### Segmentation mask data
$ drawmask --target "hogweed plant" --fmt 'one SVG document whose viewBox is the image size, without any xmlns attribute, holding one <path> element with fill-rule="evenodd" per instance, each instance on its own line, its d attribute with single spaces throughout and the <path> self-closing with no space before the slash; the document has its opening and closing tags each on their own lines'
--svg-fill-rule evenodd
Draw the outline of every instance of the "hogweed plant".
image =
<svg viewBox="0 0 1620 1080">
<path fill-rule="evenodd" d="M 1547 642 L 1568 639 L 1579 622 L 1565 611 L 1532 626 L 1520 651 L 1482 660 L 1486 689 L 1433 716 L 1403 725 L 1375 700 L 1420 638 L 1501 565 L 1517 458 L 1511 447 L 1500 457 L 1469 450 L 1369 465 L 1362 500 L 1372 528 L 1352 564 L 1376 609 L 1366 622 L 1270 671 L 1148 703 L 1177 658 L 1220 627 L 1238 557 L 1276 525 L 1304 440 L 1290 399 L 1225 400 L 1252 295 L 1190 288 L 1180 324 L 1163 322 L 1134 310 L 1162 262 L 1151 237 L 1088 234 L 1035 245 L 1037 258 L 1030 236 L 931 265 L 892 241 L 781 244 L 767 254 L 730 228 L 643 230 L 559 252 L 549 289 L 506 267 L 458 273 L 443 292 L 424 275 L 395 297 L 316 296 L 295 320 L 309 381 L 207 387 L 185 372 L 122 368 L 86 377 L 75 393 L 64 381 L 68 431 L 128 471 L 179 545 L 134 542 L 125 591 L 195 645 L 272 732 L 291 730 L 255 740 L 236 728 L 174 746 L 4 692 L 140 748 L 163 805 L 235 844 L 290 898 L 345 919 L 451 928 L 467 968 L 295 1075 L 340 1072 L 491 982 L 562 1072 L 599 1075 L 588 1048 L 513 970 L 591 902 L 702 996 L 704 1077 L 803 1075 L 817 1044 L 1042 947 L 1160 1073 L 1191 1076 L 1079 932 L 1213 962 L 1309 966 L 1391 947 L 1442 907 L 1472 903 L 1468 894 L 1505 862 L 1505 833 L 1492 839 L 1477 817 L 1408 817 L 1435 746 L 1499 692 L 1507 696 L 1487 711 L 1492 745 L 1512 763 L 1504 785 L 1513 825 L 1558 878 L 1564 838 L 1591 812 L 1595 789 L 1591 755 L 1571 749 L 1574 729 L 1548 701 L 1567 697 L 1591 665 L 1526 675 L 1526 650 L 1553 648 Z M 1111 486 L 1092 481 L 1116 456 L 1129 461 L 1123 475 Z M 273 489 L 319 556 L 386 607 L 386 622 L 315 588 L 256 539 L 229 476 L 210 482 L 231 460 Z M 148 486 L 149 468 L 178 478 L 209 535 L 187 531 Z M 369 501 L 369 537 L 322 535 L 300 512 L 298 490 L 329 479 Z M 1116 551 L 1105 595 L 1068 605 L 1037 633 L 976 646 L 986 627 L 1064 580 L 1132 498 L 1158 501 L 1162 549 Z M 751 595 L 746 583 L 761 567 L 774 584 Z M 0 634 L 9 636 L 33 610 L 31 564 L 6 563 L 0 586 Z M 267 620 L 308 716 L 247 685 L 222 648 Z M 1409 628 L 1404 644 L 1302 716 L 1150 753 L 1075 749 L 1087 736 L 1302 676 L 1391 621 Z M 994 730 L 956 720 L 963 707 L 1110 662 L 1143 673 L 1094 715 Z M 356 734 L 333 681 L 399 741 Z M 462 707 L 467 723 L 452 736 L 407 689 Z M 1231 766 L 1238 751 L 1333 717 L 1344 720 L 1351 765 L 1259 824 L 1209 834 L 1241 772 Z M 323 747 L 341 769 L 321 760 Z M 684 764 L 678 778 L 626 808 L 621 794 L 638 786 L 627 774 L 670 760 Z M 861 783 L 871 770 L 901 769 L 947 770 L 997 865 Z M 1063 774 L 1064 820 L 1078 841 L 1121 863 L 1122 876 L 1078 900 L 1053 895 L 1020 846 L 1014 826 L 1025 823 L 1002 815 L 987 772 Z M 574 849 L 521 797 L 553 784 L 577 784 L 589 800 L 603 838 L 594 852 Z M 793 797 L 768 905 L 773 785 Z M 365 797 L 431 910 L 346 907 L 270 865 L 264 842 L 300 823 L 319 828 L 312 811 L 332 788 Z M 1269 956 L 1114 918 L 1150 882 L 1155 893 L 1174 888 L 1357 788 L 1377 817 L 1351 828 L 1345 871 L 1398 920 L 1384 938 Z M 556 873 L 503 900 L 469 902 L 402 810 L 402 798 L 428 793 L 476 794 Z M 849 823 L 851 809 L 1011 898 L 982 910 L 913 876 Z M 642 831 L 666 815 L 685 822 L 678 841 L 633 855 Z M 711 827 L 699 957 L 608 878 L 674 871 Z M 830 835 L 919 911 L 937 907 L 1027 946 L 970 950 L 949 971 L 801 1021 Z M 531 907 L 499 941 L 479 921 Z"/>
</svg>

### PROBLEM TO SOLVE
Without leaving anything out, repeat the data exactly.

### FINISHED EXERCISE
$ drawmask --target "hogweed plant" --fmt 'one SVG document whose viewBox is the image size, without any xmlns attribute, holding one <path> element with fill-rule="evenodd" per instance, each instance on its own line, its d attribute with single spaces throughout and the <path> self-closing with no space before the slash; the document has its opening and closing tags each on their own lines'
--svg-fill-rule evenodd
Draw the outline of every instance of the "hogweed plant".
image =
<svg viewBox="0 0 1620 1080">
<path fill-rule="evenodd" d="M 1547 642 L 1568 639 L 1579 622 L 1565 611 L 1532 626 L 1520 651 L 1482 660 L 1486 689 L 1433 716 L 1403 725 L 1375 700 L 1420 638 L 1501 565 L 1517 458 L 1511 447 L 1500 457 L 1469 450 L 1369 465 L 1362 500 L 1372 528 L 1352 564 L 1376 609 L 1366 622 L 1270 671 L 1148 703 L 1177 658 L 1220 627 L 1238 557 L 1276 525 L 1304 440 L 1290 399 L 1225 400 L 1252 295 L 1190 288 L 1180 324 L 1163 322 L 1134 310 L 1162 262 L 1151 237 L 1088 234 L 1035 245 L 1037 258 L 1030 236 L 931 265 L 892 241 L 781 244 L 767 254 L 730 228 L 643 230 L 559 252 L 549 289 L 506 267 L 458 273 L 443 292 L 424 275 L 395 297 L 316 296 L 295 320 L 309 381 L 207 387 L 185 372 L 122 368 L 86 377 L 75 393 L 64 381 L 68 431 L 128 471 L 179 545 L 134 542 L 125 591 L 195 645 L 272 732 L 291 730 L 255 740 L 236 728 L 174 746 L 4 692 L 140 748 L 163 805 L 235 844 L 290 898 L 345 919 L 451 928 L 467 968 L 295 1075 L 340 1072 L 491 982 L 562 1072 L 599 1075 L 588 1048 L 513 970 L 591 902 L 702 996 L 704 1077 L 803 1075 L 817 1044 L 1042 947 L 1160 1073 L 1191 1076 L 1079 932 L 1213 962 L 1309 966 L 1391 947 L 1442 907 L 1472 903 L 1468 894 L 1505 862 L 1505 833 L 1492 839 L 1477 817 L 1408 817 L 1435 746 L 1499 692 L 1507 696 L 1487 711 L 1492 745 L 1512 763 L 1504 785 L 1513 825 L 1558 878 L 1564 838 L 1591 812 L 1595 789 L 1591 755 L 1571 749 L 1574 729 L 1548 701 L 1567 697 L 1591 665 L 1526 675 L 1526 650 L 1553 648 Z M 1111 486 L 1092 481 L 1116 456 L 1129 461 L 1123 475 Z M 273 489 L 319 556 L 386 607 L 386 622 L 315 588 L 256 539 L 229 476 L 210 482 L 231 460 Z M 148 486 L 149 468 L 178 478 L 209 535 L 187 531 Z M 369 501 L 369 537 L 322 535 L 300 512 L 298 490 L 329 479 Z M 1116 551 L 1105 595 L 1068 605 L 1037 633 L 976 646 L 986 627 L 1064 580 L 1132 498 L 1158 501 L 1162 549 Z M 751 595 L 746 583 L 761 567 L 774 584 Z M 0 634 L 9 636 L 33 610 L 31 564 L 6 563 L 0 586 Z M 267 620 L 308 716 L 247 685 L 222 648 Z M 1409 628 L 1404 644 L 1302 716 L 1150 753 L 1075 749 L 1087 736 L 1302 676 L 1391 621 Z M 994 730 L 956 720 L 963 707 L 1110 662 L 1143 673 L 1094 715 Z M 356 734 L 333 681 L 399 741 Z M 462 707 L 467 723 L 452 736 L 407 689 Z M 1231 766 L 1238 751 L 1333 717 L 1344 720 L 1351 765 L 1259 824 L 1209 834 L 1241 772 Z M 323 747 L 341 769 L 321 760 Z M 684 764 L 678 778 L 626 808 L 621 794 L 638 786 L 627 774 L 670 760 Z M 861 783 L 871 770 L 901 769 L 947 770 L 997 865 Z M 1063 774 L 1064 820 L 1078 841 L 1121 863 L 1122 876 L 1078 900 L 1053 895 L 1020 846 L 1014 826 L 1025 823 L 1002 815 L 987 772 Z M 574 849 L 521 797 L 553 784 L 577 784 L 589 800 L 603 838 L 594 852 Z M 793 797 L 768 905 L 773 785 Z M 365 797 L 431 910 L 346 907 L 270 865 L 264 842 L 300 823 L 319 828 L 312 811 L 332 788 Z M 1269 956 L 1114 918 L 1150 882 L 1155 893 L 1174 888 L 1357 788 L 1377 817 L 1351 828 L 1345 871 L 1398 920 L 1384 938 Z M 556 873 L 503 900 L 469 902 L 402 810 L 402 798 L 428 793 L 476 794 Z M 849 823 L 851 809 L 1011 898 L 982 910 L 913 876 Z M 642 831 L 666 815 L 685 822 L 678 841 L 633 855 Z M 711 827 L 699 957 L 608 878 L 674 871 Z M 830 835 L 919 911 L 937 907 L 1027 946 L 970 950 L 949 971 L 801 1021 Z M 531 907 L 499 941 L 479 921 Z"/>
</svg>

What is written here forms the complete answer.